**RECORDS SHOWN**

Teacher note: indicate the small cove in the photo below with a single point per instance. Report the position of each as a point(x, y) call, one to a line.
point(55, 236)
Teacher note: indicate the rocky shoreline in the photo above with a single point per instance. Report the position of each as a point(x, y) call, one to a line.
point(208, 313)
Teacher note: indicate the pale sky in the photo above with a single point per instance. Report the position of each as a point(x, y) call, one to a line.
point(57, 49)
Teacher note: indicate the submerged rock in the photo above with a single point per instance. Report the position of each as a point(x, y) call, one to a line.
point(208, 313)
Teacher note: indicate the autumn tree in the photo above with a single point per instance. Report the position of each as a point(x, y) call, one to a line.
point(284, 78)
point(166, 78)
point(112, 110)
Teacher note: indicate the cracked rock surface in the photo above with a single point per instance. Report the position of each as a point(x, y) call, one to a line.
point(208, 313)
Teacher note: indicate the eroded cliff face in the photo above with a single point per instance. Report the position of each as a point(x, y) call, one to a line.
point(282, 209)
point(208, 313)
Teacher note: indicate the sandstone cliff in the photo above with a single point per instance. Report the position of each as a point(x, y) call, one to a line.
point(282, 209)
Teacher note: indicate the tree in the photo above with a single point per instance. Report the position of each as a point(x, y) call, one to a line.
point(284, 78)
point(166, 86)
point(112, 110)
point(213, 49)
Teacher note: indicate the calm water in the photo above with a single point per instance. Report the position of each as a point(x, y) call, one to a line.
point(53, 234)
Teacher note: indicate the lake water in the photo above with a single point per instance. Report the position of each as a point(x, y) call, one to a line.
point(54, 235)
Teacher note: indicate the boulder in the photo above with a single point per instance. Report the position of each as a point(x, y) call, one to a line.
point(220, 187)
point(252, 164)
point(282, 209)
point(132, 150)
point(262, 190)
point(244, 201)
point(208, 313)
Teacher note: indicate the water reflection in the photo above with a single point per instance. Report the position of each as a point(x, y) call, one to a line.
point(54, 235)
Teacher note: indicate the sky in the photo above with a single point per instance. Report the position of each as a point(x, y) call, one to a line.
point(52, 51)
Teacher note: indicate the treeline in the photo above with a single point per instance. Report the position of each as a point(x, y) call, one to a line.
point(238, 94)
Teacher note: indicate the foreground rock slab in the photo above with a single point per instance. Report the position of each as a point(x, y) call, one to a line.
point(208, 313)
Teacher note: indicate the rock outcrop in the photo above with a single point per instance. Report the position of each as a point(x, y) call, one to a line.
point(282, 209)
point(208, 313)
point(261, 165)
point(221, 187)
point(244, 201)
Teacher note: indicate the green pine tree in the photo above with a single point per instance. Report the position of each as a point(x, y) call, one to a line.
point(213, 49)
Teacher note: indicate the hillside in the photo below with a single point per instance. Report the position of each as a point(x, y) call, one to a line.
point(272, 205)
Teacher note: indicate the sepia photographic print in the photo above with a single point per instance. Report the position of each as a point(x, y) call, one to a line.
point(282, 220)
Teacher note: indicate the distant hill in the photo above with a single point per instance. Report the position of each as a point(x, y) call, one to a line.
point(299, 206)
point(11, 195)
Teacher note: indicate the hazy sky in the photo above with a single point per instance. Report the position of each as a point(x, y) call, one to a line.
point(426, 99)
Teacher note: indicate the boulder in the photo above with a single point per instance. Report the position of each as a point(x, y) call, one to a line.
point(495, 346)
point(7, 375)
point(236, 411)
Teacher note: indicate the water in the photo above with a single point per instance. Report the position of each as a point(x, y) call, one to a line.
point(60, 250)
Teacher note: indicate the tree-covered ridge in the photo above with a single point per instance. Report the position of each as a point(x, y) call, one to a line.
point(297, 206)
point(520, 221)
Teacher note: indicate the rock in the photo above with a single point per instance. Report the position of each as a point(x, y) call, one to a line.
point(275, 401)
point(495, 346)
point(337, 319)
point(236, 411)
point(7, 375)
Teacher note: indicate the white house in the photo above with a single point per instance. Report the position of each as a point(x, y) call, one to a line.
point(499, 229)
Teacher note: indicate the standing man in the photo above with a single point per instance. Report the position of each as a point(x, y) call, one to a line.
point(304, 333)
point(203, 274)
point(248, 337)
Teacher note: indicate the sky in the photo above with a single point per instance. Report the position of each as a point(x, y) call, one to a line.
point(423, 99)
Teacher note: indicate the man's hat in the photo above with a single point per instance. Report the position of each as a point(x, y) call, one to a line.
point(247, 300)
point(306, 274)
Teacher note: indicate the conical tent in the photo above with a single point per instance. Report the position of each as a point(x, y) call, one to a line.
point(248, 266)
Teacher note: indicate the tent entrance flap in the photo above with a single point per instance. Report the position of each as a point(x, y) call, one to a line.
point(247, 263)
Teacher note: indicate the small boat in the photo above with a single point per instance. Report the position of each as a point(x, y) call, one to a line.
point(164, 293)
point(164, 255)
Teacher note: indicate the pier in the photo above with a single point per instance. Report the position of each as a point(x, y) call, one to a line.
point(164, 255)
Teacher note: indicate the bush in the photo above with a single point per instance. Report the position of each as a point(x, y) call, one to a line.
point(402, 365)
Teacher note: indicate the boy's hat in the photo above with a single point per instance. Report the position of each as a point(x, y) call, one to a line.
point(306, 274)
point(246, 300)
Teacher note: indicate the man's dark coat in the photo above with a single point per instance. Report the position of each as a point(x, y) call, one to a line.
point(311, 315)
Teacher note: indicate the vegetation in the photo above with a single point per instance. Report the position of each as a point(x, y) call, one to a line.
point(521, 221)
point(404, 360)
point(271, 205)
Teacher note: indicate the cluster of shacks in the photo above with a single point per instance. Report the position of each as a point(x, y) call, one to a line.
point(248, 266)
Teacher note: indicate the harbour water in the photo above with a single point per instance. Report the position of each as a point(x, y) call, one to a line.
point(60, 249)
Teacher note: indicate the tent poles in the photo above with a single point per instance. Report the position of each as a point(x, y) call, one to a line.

**GIVEN TASK**
Reproduce the lines from the line with "Teacher note: indicate the submerged" up to and including the line with "point(52, 51)", substituting "Instructor note" for "Teacher note" and leaving everything else unchanged. Give only those lines.

**OUTPUT OF THE EXERCISE**
Instructor note: indicate the submerged rock in the photo above with a single point per instance. Report the position of each as a point(x, y) call, one to a line.
point(208, 313)
Instructor note: indicate the autumn tree in the photo above with a single point per instance. Report the position of each as a point(x, y) call, one to a line.
point(284, 78)
point(166, 78)
point(112, 110)
Instructor note: indicate the cracked rock surface in the photo above with a single point per instance. Report the position of each as a point(x, y) call, one to a line.
point(208, 313)
Instructor note: indicate the eroded cliff face in the photo above with a single point per instance. Report the position of each as a point(x, y) call, one to a line.
point(282, 209)
point(208, 313)
Instructor note: indicate the sandstone cliff in the photo above with a single point per instance. Report the position of each as a point(x, y) call, one to a line.
point(282, 209)
Instructor note: indicate the tree in the photo above with a single point per instance. Report the position of each as a point(x, y) call, one to a line.
point(284, 78)
point(166, 86)
point(112, 110)
point(213, 49)
Instructor note: indicate the calm water in the photo above with a single point per instance. Report the position of each as a point(x, y) call, one to a line.
point(53, 234)
Instructor note: indicate the lake water in the photo above with a single point per instance. Report the position of each as a point(x, y) call, one to a line.
point(54, 235)
Instructor note: indicate the boulder in the photo above with a single point per instance. Report the position of each as a point(x, y) call, one to a line.
point(220, 187)
point(252, 164)
point(282, 209)
point(132, 150)
point(262, 190)
point(244, 201)
point(208, 313)
Instructor note: indicate the water reflection in the photo above with a single point per instance. Report the position of each as a point(x, y) call, one to a line.
point(54, 235)
Instructor note: indicate the sky in the photo above with a single point per instance. Report the position of each as a point(x, y) call, one to a line.
point(52, 51)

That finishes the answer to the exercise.